● Set problem
Write out every one of the lines below verbatim, keeping each character and line break unchanged.
** Begin **
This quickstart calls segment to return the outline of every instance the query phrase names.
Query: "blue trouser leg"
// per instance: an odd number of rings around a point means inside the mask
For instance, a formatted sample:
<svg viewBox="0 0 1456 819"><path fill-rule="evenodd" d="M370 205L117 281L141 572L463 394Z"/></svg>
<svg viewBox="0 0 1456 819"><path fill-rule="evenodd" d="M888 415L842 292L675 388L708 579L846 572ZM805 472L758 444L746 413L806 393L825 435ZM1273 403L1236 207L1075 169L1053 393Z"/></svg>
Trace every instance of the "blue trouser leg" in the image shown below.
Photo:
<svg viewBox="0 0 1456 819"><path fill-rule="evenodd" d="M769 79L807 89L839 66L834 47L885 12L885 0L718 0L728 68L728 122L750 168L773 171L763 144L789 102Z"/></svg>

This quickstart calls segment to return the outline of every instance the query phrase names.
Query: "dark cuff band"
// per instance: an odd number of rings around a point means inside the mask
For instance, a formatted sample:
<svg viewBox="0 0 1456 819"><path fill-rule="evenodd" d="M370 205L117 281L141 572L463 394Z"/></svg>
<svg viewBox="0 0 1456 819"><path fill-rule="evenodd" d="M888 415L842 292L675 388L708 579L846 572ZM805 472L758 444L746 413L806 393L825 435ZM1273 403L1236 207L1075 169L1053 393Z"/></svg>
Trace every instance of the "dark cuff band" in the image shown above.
** End **
● Response to the task
This quickstart calls segment to return the outline of every instance the query phrase names.
Query: "blue trouser leg"
// per instance: an odd number of rings around a point means inside the mask
For instance, a formatted sample:
<svg viewBox="0 0 1456 819"><path fill-rule="evenodd" d="M370 205L117 281L141 572L463 394Z"/></svg>
<svg viewBox="0 0 1456 819"><path fill-rule="evenodd" d="M888 415L842 292L675 388L708 579L846 572ZM805 472L758 444L746 413L806 393L825 435ZM1273 403L1236 207L1075 169L1053 393Z"/></svg>
Trace every instance of the "blue trouser leg" in the image shown below.
Photo:
<svg viewBox="0 0 1456 819"><path fill-rule="evenodd" d="M769 79L807 89L839 66L834 47L885 12L885 0L718 0L728 68L728 122L750 168L773 171L763 144L789 102Z"/></svg>

This quickstart calls segment to return the outline of every instance the query phrase names.
Query: "dark cuff band"
// per instance: an odd number of rings around a point means inside the mask
For instance, a formatted sample:
<svg viewBox="0 0 1456 819"><path fill-rule="evenodd" d="M370 205L117 281L141 572L463 394Z"/></svg>
<svg viewBox="0 0 1456 819"><path fill-rule="evenodd" d="M888 415L842 292L675 388L708 579L846 572ZM805 472L758 444L746 413L806 393L825 435ZM1273 403L1236 207L1075 169L1053 393Z"/></svg>
Trace every instance of the "dark cuff band" in the image shown above.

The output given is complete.